▶ [TASK PROMPT]: Print, please, the line that contains "# test: point to the outstretched" and each line after it to the end of the entries, unchanged and with nothing else.

▶ [EXERCISE MATERIAL]:
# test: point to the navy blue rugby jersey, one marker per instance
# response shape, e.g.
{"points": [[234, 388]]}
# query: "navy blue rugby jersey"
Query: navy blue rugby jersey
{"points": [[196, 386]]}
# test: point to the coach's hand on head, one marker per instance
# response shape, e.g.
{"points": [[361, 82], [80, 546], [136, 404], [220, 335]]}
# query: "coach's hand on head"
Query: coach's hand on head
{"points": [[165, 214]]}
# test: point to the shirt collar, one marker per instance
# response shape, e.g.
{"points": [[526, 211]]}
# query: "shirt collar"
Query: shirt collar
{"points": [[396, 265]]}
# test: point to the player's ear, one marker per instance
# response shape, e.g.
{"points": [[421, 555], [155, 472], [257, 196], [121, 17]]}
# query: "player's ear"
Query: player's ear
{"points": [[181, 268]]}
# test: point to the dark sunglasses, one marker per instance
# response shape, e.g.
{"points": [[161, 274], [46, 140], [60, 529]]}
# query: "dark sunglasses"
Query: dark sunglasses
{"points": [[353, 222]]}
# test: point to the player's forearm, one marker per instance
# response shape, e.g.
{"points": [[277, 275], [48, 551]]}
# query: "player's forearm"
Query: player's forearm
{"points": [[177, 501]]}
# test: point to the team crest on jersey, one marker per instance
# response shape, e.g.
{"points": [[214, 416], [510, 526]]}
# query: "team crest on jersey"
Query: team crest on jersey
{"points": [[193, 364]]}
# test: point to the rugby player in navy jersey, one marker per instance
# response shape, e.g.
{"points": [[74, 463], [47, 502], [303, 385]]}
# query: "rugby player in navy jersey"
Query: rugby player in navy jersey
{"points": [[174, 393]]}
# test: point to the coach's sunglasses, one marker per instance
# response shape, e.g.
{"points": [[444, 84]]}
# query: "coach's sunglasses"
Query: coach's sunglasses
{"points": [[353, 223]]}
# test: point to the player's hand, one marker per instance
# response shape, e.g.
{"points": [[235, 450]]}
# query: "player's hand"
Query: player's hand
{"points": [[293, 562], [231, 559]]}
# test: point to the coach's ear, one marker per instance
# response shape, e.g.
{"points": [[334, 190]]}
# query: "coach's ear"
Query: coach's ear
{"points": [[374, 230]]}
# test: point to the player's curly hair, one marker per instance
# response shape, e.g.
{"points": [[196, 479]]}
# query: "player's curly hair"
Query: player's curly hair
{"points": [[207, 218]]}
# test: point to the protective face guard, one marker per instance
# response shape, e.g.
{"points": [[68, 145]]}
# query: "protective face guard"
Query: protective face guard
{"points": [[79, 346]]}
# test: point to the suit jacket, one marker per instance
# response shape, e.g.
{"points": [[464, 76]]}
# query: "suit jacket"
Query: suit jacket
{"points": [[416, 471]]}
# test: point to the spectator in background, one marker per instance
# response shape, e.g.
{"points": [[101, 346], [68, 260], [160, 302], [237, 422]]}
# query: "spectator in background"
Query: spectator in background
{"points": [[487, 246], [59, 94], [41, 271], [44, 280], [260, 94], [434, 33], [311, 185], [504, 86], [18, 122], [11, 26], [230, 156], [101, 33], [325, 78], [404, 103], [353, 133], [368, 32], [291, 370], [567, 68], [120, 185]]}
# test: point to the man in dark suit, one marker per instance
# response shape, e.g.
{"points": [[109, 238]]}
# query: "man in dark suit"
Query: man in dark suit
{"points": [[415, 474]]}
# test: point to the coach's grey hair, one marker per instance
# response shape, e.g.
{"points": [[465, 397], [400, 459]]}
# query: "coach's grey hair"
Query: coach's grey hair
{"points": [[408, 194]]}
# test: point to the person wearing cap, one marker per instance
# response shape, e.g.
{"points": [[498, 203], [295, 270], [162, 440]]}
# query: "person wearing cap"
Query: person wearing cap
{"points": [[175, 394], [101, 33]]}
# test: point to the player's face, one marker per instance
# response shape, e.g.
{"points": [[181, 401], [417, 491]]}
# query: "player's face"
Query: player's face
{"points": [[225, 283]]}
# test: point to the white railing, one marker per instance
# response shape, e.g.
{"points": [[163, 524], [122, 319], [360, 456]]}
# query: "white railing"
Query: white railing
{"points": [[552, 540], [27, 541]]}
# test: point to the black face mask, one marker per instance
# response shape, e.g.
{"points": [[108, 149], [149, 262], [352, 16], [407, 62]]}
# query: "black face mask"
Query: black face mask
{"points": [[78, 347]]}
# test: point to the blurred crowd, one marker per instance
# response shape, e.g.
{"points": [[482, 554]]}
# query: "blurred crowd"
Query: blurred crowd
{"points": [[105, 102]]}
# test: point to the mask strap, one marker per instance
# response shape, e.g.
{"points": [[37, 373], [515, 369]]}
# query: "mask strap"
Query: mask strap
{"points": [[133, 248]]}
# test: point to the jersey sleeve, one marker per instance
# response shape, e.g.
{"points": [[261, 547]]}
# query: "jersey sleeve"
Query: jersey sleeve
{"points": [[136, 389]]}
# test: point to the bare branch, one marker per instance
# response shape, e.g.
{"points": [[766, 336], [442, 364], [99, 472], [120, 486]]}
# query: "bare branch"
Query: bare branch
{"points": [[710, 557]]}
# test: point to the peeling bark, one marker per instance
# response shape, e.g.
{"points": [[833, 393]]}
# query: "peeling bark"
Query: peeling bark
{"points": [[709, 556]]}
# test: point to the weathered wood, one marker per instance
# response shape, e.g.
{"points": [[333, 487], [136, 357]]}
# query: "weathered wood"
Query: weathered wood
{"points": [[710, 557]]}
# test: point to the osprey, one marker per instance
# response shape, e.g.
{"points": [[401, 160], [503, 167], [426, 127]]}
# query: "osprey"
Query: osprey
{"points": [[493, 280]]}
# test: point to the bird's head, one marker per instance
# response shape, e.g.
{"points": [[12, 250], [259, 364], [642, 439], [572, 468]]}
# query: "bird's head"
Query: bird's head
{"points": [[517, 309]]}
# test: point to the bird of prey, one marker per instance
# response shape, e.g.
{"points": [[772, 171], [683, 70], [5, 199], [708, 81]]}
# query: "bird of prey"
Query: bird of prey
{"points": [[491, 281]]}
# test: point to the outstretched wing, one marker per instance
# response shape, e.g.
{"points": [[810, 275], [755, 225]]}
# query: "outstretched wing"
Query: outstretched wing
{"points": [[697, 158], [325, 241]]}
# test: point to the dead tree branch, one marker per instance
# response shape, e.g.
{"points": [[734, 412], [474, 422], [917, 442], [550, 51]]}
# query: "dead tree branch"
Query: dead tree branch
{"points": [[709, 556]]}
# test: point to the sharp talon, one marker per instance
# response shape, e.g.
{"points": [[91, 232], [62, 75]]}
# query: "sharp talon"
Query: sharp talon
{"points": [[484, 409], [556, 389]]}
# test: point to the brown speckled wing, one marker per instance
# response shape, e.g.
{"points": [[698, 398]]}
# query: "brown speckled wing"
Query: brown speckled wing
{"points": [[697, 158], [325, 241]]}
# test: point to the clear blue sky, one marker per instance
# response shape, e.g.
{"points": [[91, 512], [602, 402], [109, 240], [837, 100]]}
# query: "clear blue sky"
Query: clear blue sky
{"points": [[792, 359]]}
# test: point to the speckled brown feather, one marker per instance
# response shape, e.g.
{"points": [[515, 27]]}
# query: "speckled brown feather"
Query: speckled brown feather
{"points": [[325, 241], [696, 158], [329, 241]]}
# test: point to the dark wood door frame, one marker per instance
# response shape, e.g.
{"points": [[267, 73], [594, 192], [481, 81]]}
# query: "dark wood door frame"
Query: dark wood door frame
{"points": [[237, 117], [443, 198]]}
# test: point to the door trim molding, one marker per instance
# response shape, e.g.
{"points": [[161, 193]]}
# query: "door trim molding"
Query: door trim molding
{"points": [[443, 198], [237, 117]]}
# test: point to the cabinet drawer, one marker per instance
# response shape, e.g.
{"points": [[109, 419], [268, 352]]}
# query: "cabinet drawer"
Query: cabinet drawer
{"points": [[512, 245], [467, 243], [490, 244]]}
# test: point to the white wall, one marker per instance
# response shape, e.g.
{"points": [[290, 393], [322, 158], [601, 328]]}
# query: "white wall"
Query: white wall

▶ [THE SOLUTION]:
# test: point to the outstretched wing, one marker per instance
# response shape, e.g.
{"points": [[810, 275], [755, 225]]}
# query: "outstretched wing"
Query: outstretched wing
{"points": [[697, 158], [325, 241]]}
# test: point to the dead tree branch, one marker per instance
# response shape, e.g.
{"points": [[734, 412], [474, 422], [917, 442], [550, 51]]}
# query: "dead tree branch"
Query: dead tree branch
{"points": [[709, 556]]}
# test: point to the sharp talon, one marker per instance
# response shape, e.g.
{"points": [[91, 232], [62, 75]]}
# query: "sharp talon"
Query: sharp talon
{"points": [[484, 409], [556, 389]]}
# test: point to the brown speckled wing, one marker per instance
# response shape, e.g.
{"points": [[698, 398]]}
# query: "brown speckled wing"
Query: brown speckled wing
{"points": [[697, 158], [325, 241]]}
# test: point to the clear blue sky, one marker per instance
# response shape, e.g.
{"points": [[91, 512], [602, 402], [109, 240], [837, 100]]}
# query: "clear blue sky"
Query: clear blue sky
{"points": [[792, 359]]}
# test: point to the speckled brown feather, one marker per instance
# response shape, e.g.
{"points": [[515, 27]]}
# query: "speckled brown feather"
Query: speckled brown feather
{"points": [[325, 241], [696, 158], [329, 241]]}
# test: point to the dark wood door frame, one marker per instance
# response shape, e.g.
{"points": [[267, 73], [594, 192], [481, 81]]}
# query: "dark wood door frame"
Query: dark wood door frame
{"points": [[237, 117], [443, 198]]}
# test: point to the door trim molding, one marker per instance
# response shape, e.g.
{"points": [[161, 193]]}
# query: "door trim molding"
Query: door trim molding
{"points": [[443, 198], [237, 117]]}
# test: point to the cabinet drawer, one marker per instance
# response shape, e.g.
{"points": [[109, 419], [268, 352]]}
# query: "cabinet drawer"
Query: cabinet drawer
{"points": [[512, 245], [467, 243], [490, 244]]}
# test: point to the white wall, one marker per instance
# response shape, e.g.
{"points": [[290, 393], [322, 158], [601, 328]]}
# query: "white wall"
Query: white wall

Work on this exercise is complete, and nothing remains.